**** ZEILENAUSZÜGE

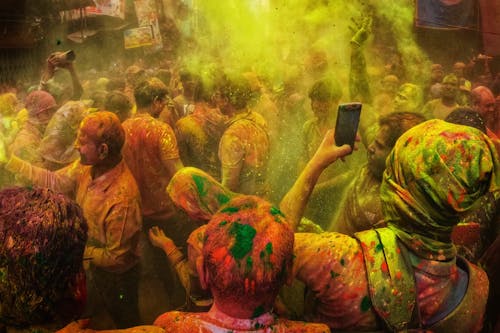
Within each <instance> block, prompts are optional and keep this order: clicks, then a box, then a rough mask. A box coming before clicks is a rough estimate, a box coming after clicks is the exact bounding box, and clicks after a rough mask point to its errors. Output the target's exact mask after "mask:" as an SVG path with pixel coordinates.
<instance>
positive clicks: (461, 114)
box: [444, 106, 486, 134]
mask: <svg viewBox="0 0 500 333" xmlns="http://www.w3.org/2000/svg"><path fill="white" fill-rule="evenodd" d="M444 120H445V121H447V122H449V123H453V124H458V125H464V126H470V127H474V128H476V129H478V130H480V131H481V132H483V133H485V134H486V123H485V122H484V119H483V117H481V115H480V114H479V113H477V112H475V111H474V110H473V109H471V108H469V107H467V106H461V107H458V108H456V109H454V110H453V111H452V112H451V113H450V114H449V115H448V116H446V118H445V119H444Z"/></svg>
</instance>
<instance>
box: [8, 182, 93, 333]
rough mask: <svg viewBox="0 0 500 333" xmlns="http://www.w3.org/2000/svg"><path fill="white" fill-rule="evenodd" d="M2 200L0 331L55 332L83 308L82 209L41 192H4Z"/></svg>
mask: <svg viewBox="0 0 500 333" xmlns="http://www.w3.org/2000/svg"><path fill="white" fill-rule="evenodd" d="M0 201H1V202H2V205H0V220H1V221H2V228H1V230H0V234H1V239H2V242H1V244H0V272H2V278H1V279H0V330H2V331H4V332H5V331H7V332H11V331H13V332H33V331H35V330H36V331H37V332H53V331H54V330H57V329H59V328H61V326H64V325H66V324H67V323H68V322H71V321H72V320H73V319H74V318H75V317H77V316H79V315H80V314H81V311H82V310H83V306H84V301H85V299H84V295H85V275H84V272H83V265H82V259H83V250H84V247H85V242H86V239H87V223H86V221H85V218H84V217H83V213H82V210H81V209H80V207H79V206H78V205H77V204H76V203H75V202H74V201H72V200H70V199H68V198H67V197H65V196H64V195H62V194H57V193H55V192H53V191H51V190H49V189H42V188H27V187H23V188H21V187H13V188H9V189H4V190H2V191H1V192H0ZM42 222H43V223H42Z"/></svg>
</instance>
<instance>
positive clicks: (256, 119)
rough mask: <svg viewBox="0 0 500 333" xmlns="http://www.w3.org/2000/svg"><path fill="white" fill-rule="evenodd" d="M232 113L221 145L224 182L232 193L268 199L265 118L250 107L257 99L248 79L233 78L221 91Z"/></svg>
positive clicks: (266, 144)
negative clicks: (253, 110)
mask: <svg viewBox="0 0 500 333" xmlns="http://www.w3.org/2000/svg"><path fill="white" fill-rule="evenodd" d="M221 94H222V97H223V98H224V99H226V100H227V102H228V103H227V104H226V107H227V108H229V109H230V111H223V113H224V114H233V115H234V116H233V117H232V118H231V119H230V120H229V121H228V123H227V128H226V130H225V131H224V134H222V137H221V139H220V143H219V160H220V163H221V174H222V176H221V182H222V184H223V185H224V186H226V187H227V188H229V189H230V190H232V191H236V192H239V193H244V194H252V195H258V196H264V197H265V196H266V195H267V194H268V191H269V189H268V188H267V186H266V172H267V166H268V163H267V162H268V160H269V149H270V142H269V136H268V131H267V123H266V121H265V120H264V118H263V117H262V116H261V115H260V114H259V113H257V112H255V111H253V110H252V109H251V108H250V107H249V103H250V102H251V100H252V99H253V98H254V92H253V91H252V89H251V87H250V84H249V82H248V80H247V79H245V78H243V77H237V78H231V79H229V81H228V82H227V83H226V85H224V86H223V87H222V89H221Z"/></svg>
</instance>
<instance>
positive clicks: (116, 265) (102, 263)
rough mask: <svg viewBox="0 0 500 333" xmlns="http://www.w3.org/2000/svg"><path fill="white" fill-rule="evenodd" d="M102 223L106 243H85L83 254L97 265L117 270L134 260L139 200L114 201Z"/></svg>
mask: <svg viewBox="0 0 500 333" xmlns="http://www.w3.org/2000/svg"><path fill="white" fill-rule="evenodd" d="M104 224H105V228H106V231H105V232H106V244H104V246H102V247H101V246H96V245H91V244H89V245H87V247H86V248H85V254H84V256H85V257H86V258H92V264H94V265H96V266H98V267H102V268H107V269H108V270H111V271H114V270H117V271H118V270H120V268H122V267H123V266H124V265H127V264H129V263H130V262H131V261H133V260H136V255H135V253H134V252H135V248H136V247H137V244H138V242H139V236H140V231H141V227H142V217H141V213H140V207H139V202H138V201H137V200H135V199H129V200H127V201H124V202H119V203H116V204H115V205H113V206H112V207H111V209H110V210H109V212H108V214H107V216H106V220H105V221H104ZM133 253H134V254H133Z"/></svg>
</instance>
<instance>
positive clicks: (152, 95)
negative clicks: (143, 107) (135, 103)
mask: <svg viewBox="0 0 500 333" xmlns="http://www.w3.org/2000/svg"><path fill="white" fill-rule="evenodd" d="M167 94H168V88H167V86H166V85H165V84H164V83H163V82H162V81H161V80H160V79H158V78H155V77H153V78H150V79H147V80H143V81H141V82H139V83H138V84H137V86H136V87H135V88H134V97H135V102H136V104H137V107H138V108H143V107H148V106H151V105H152V104H153V101H154V100H155V99H157V98H160V99H161V98H164V97H165V96H167Z"/></svg>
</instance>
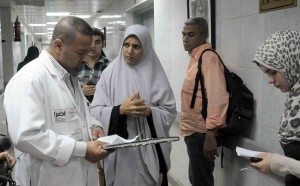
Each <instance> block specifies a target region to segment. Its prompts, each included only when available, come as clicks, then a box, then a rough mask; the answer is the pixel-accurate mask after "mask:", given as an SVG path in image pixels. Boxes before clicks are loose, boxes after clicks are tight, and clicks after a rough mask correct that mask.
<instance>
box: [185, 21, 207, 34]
mask: <svg viewBox="0 0 300 186" xmlns="http://www.w3.org/2000/svg"><path fill="white" fill-rule="evenodd" d="M184 24H185V25H198V26H199V30H200V33H201V34H205V35H206V37H207V38H208V35H209V34H208V24H207V21H206V20H205V19H204V18H202V17H192V18H189V19H187V20H186V21H185V22H184Z"/></svg>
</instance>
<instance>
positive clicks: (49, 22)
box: [47, 22, 57, 25]
mask: <svg viewBox="0 0 300 186" xmlns="http://www.w3.org/2000/svg"><path fill="white" fill-rule="evenodd" d="M56 24H57V22H47V25H56Z"/></svg>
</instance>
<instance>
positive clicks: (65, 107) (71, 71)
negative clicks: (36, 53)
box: [4, 16, 110, 186]
mask: <svg viewBox="0 0 300 186" xmlns="http://www.w3.org/2000/svg"><path fill="white" fill-rule="evenodd" d="M92 35H93V31H92V29H91V27H90V26H89V25H88V24H87V23H86V22H85V21H83V20H82V19H80V18H77V17H71V16H70V17H65V18H63V19H62V20H60V21H59V22H58V23H57V25H56V26H55V28H54V31H53V36H52V40H51V43H50V46H49V48H48V49H47V50H43V51H42V52H41V54H40V56H39V57H38V58H37V59H35V60H34V61H32V62H31V63H30V64H28V65H26V66H25V67H24V68H22V69H21V70H20V71H19V72H18V73H16V74H15V75H14V77H12V79H11V80H10V82H9V83H8V85H7V86H6V89H5V94H4V107H5V111H6V115H7V121H8V129H9V133H10V136H11V139H12V141H13V143H14V146H15V153H16V158H17V165H16V174H15V175H16V181H17V184H19V185H22V186H29V185H31V186H32V185H33V186H48V185H49V186H54V185H62V186H68V185H72V186H75V185H76V186H86V185H87V186H97V185H98V175H97V168H96V164H95V162H97V161H99V160H100V159H102V158H104V157H106V156H107V155H108V154H109V153H110V152H108V151H106V150H103V149H101V145H102V144H103V142H100V141H92V140H95V139H97V138H98V137H100V136H102V135H104V133H103V130H102V128H101V124H100V122H99V121H97V120H95V119H93V117H91V115H90V110H89V105H88V104H87V101H86V99H85V98H84V95H83V93H82V91H81V88H80V85H79V83H78V80H77V73H78V72H79V71H80V70H81V69H82V67H83V63H82V59H83V58H84V57H85V55H86V54H88V52H89V50H90V48H91V45H92Z"/></svg>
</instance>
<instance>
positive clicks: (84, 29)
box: [52, 16, 93, 44]
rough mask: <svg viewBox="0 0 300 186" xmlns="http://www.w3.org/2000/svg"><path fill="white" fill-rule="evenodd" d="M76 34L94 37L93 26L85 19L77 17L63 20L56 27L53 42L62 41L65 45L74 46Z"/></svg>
mask: <svg viewBox="0 0 300 186" xmlns="http://www.w3.org/2000/svg"><path fill="white" fill-rule="evenodd" d="M76 33H80V34H82V35H87V36H93V30H92V28H91V26H90V25H89V24H88V23H87V22H85V21H84V20H83V19H81V18H78V17H75V16H67V17H64V18H62V19H61V20H60V21H59V22H58V23H57V24H56V25H55V27H54V30H53V35H52V41H54V40H55V39H58V38H59V39H61V40H62V41H63V42H64V43H65V44H72V42H73V41H74V38H75V36H76Z"/></svg>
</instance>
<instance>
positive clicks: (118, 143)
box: [97, 134, 139, 145]
mask: <svg viewBox="0 0 300 186" xmlns="http://www.w3.org/2000/svg"><path fill="white" fill-rule="evenodd" d="M138 137H139V135H138V136H136V137H134V138H133V139H128V140H127V139H124V138H122V137H120V136H119V135H117V134H114V135H111V136H104V137H101V138H98V139H97V140H98V141H103V142H106V143H108V144H109V145H117V144H122V143H131V142H134V141H135V140H136V139H137V138H138Z"/></svg>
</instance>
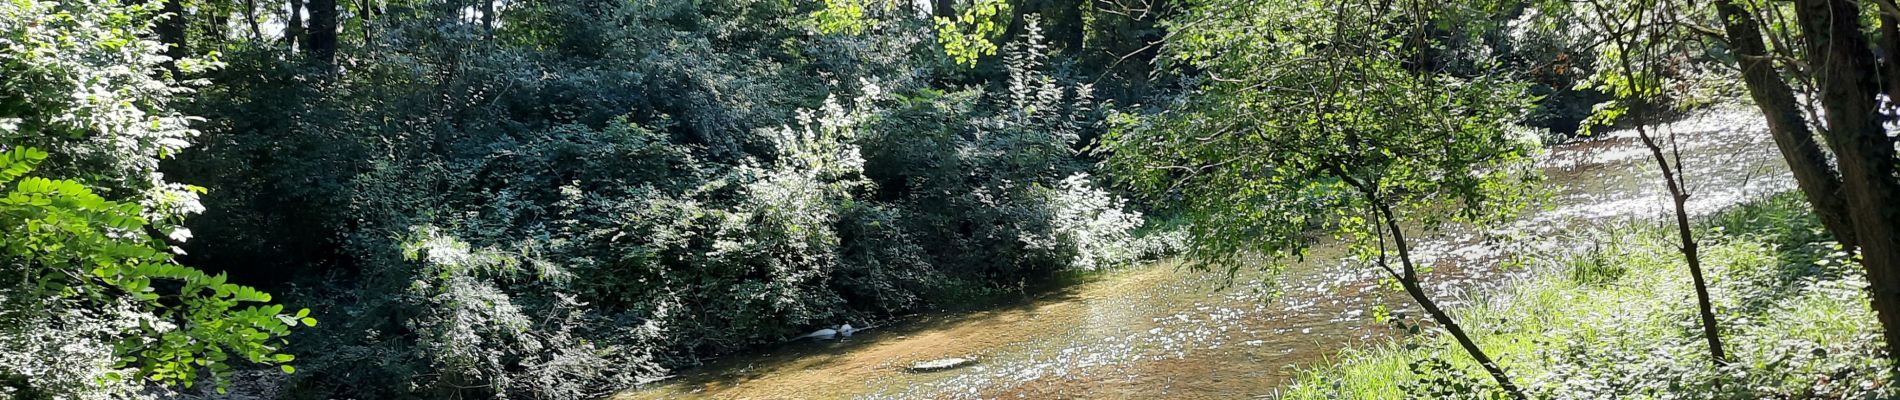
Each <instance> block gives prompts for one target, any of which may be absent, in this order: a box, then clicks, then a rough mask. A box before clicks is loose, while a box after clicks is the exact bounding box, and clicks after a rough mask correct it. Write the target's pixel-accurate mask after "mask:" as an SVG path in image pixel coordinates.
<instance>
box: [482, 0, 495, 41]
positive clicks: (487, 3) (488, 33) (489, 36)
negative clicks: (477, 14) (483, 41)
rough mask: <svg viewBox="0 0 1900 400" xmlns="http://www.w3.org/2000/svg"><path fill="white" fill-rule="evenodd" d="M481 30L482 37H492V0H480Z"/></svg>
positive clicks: (493, 37)
mask: <svg viewBox="0 0 1900 400" xmlns="http://www.w3.org/2000/svg"><path fill="white" fill-rule="evenodd" d="M481 30H483V34H485V38H494V0H481Z"/></svg>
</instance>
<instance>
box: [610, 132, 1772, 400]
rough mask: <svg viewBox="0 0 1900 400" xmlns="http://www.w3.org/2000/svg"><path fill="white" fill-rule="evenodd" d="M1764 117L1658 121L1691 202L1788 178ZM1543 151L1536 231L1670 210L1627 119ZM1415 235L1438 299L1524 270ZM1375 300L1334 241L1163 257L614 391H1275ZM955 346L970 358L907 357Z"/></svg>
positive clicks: (722, 364)
mask: <svg viewBox="0 0 1900 400" xmlns="http://www.w3.org/2000/svg"><path fill="white" fill-rule="evenodd" d="M1759 125H1761V119H1759V116H1752V114H1748V112H1742V110H1714V112H1704V114H1695V116H1689V118H1685V119H1680V121H1674V123H1668V125H1666V131H1672V133H1676V135H1680V140H1678V144H1680V146H1682V154H1683V157H1685V171H1687V178H1689V182H1691V190H1693V191H1695V195H1693V197H1691V203H1689V207H1691V212H1697V214H1708V212H1714V210H1720V209H1723V207H1727V205H1735V203H1739V201H1744V199H1752V197H1761V195H1767V193H1773V191H1780V190H1786V188H1792V180H1790V178H1788V176H1786V173H1784V167H1782V165H1780V161H1778V154H1777V152H1775V146H1773V144H1771V142H1769V136H1767V135H1765V133H1763V129H1761V127H1759ZM1543 165H1545V173H1547V176H1549V180H1547V182H1549V193H1550V201H1549V205H1547V207H1541V209H1539V210H1535V212H1528V214H1526V216H1524V218H1522V220H1520V222H1516V224H1512V226H1511V227H1509V231H1518V233H1524V235H1530V237H1528V239H1531V241H1533V243H1541V245H1539V246H1575V245H1581V243H1562V241H1537V239H1539V237H1556V235H1562V233H1566V231H1569V227H1573V226H1579V224H1598V222H1604V220H1615V218H1657V216H1661V214H1663V212H1666V210H1668V209H1666V207H1668V203H1666V201H1664V199H1663V197H1661V184H1659V178H1657V176H1655V161H1653V159H1649V154H1647V150H1645V148H1642V144H1640V142H1638V140H1636V138H1634V133H1630V131H1611V133H1607V135H1604V136H1600V138H1594V140H1581V142H1571V144H1560V146H1552V152H1550V155H1549V157H1545V161H1543ZM1416 246H1417V248H1416V252H1417V256H1419V260H1421V262H1423V264H1427V265H1435V271H1433V273H1431V275H1429V277H1427V281H1425V284H1427V286H1429V290H1431V292H1433V294H1435V296H1438V301H1440V303H1444V305H1448V307H1455V305H1459V303H1469V298H1467V296H1465V292H1467V290H1471V288H1480V286H1497V284H1509V282H1511V281H1514V279H1518V277H1520V273H1522V271H1516V269H1499V267H1497V265H1499V250H1501V248H1499V245H1497V243H1492V241H1488V239H1486V235H1478V233H1473V231H1459V229H1446V231H1438V233H1435V235H1431V237H1427V239H1421V243H1417V245H1416ZM1229 282H1231V284H1229ZM1378 305H1383V307H1389V309H1393V311H1408V307H1412V301H1410V300H1408V298H1404V294H1400V292H1397V290H1383V288H1381V286H1379V275H1378V273H1376V269H1370V267H1362V265H1357V264H1353V262H1351V260H1347V258H1345V248H1343V246H1340V245H1319V246H1315V248H1313V252H1311V256H1309V258H1307V260H1305V262H1300V264H1292V265H1288V267H1284V269H1283V271H1273V273H1269V271H1262V269H1256V267H1243V269H1241V271H1239V273H1237V275H1233V279H1231V281H1227V277H1226V273H1197V271H1191V269H1184V267H1182V265H1180V264H1176V262H1159V264H1151V265H1144V267H1132V269H1123V271H1110V273H1100V275H1093V277H1089V279H1083V281H1081V282H1075V284H1068V286H1064V288H1060V290H1051V292H1045V294H1043V296H1037V298H1035V300H1028V301H1020V303H1013V305H1001V307H992V309H982V311H969V313H946V315H927V317H912V318H902V320H899V322H895V324H891V326H887V328H876V330H870V332H864V334H859V336H855V337H849V339H844V341H821V343H792V345H785V347H779V349H773V351H768V353H764V355H749V356H737V358H728V360H718V362H712V364H709V366H705V368H695V370H690V372H684V373H682V377H678V379H673V381H667V383H661V385H654V387H648V389H640V391H631V392H621V394H618V396H616V398H629V400H633V398H1250V396H1269V394H1271V392H1275V389H1279V387H1283V385H1286V383H1288V381H1290V379H1292V377H1294V375H1296V372H1298V370H1300V368H1311V366H1315V364H1322V362H1326V358H1330V356H1336V353H1338V351H1340V349H1345V347H1351V345H1357V343H1379V341H1387V339H1391V336H1393V334H1395V332H1391V330H1389V328H1387V326H1385V324H1383V322H1378V320H1374V318H1372V309H1374V307H1378ZM1412 315H1416V313H1412ZM948 356H965V358H977V360H978V362H977V364H975V366H967V368H958V370H946V372H933V373H910V372H904V368H906V366H910V364H912V362H921V360H933V358H948Z"/></svg>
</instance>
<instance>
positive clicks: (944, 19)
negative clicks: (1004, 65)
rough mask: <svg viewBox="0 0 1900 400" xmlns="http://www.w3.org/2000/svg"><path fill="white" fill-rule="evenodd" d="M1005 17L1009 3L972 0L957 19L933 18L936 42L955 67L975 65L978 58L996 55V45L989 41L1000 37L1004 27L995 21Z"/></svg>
mask: <svg viewBox="0 0 1900 400" xmlns="http://www.w3.org/2000/svg"><path fill="white" fill-rule="evenodd" d="M1007 15H1009V2H1003V0H973V2H971V4H969V8H963V9H961V11H958V13H956V17H937V19H935V21H937V42H939V44H942V45H944V55H950V59H956V63H958V64H977V59H982V57H984V55H996V42H990V40H992V38H996V36H999V34H1003V28H1007V25H1005V23H997V19H999V17H1007Z"/></svg>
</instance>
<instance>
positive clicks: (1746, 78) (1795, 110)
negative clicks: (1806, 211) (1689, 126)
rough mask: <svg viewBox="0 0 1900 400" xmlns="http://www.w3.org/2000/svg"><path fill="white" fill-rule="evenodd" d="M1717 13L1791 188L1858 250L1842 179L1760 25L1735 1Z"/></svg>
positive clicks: (1716, 8) (1725, 2)
mask: <svg viewBox="0 0 1900 400" xmlns="http://www.w3.org/2000/svg"><path fill="white" fill-rule="evenodd" d="M1716 11H1718V15H1721V21H1723V28H1725V30H1727V36H1729V47H1731V49H1733V51H1735V59H1737V63H1739V64H1740V68H1742V82H1744V83H1748V95H1750V97H1752V99H1754V100H1756V106H1758V108H1761V116H1765V118H1767V123H1769V136H1775V146H1777V148H1780V154H1782V159H1784V161H1788V169H1790V171H1794V182H1796V186H1797V188H1799V190H1801V195H1803V197H1807V203H1809V207H1813V209H1815V214H1816V216H1820V224H1822V226H1826V227H1828V231H1830V233H1834V239H1835V241H1839V243H1841V246H1845V248H1854V246H1858V241H1854V226H1853V220H1849V218H1847V201H1845V199H1841V176H1839V173H1837V171H1834V165H1830V163H1828V154H1824V152H1822V150H1820V144H1818V142H1815V133H1813V131H1809V125H1807V118H1805V116H1801V106H1799V102H1796V99H1794V89H1792V87H1788V82H1782V78H1780V72H1777V70H1775V63H1773V61H1771V59H1769V51H1767V47H1765V45H1763V42H1761V25H1759V23H1758V21H1756V19H1754V15H1750V13H1748V11H1746V9H1742V8H1740V6H1737V4H1735V2H1733V0H1716Z"/></svg>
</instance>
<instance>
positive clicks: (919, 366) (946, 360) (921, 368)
mask: <svg viewBox="0 0 1900 400" xmlns="http://www.w3.org/2000/svg"><path fill="white" fill-rule="evenodd" d="M969 364H977V360H975V358H961V356H952V358H939V360H925V362H918V364H910V368H904V370H906V372H942V370H954V368H965V366H969Z"/></svg>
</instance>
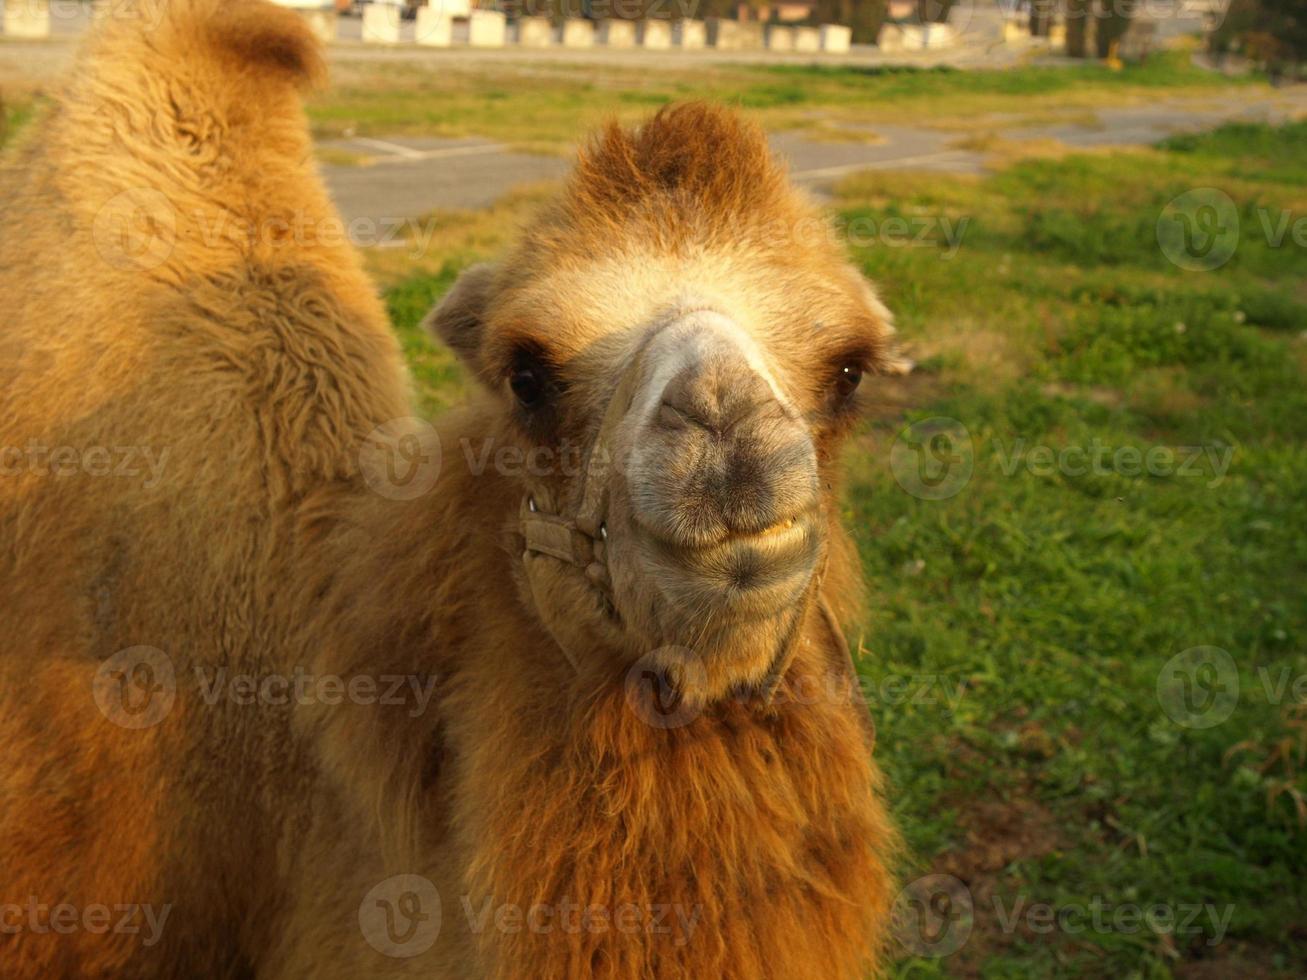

********

• _ANFORDERUNG_: Ermittle, wie viele der obigen Zeilen die Zeichenfolge "negative" enthalten, wobei Groß- und Kleinschreibung zu unterscheiden ist. Gib ausschließlich die Zahl an.

• _ERGEBNIS_: 6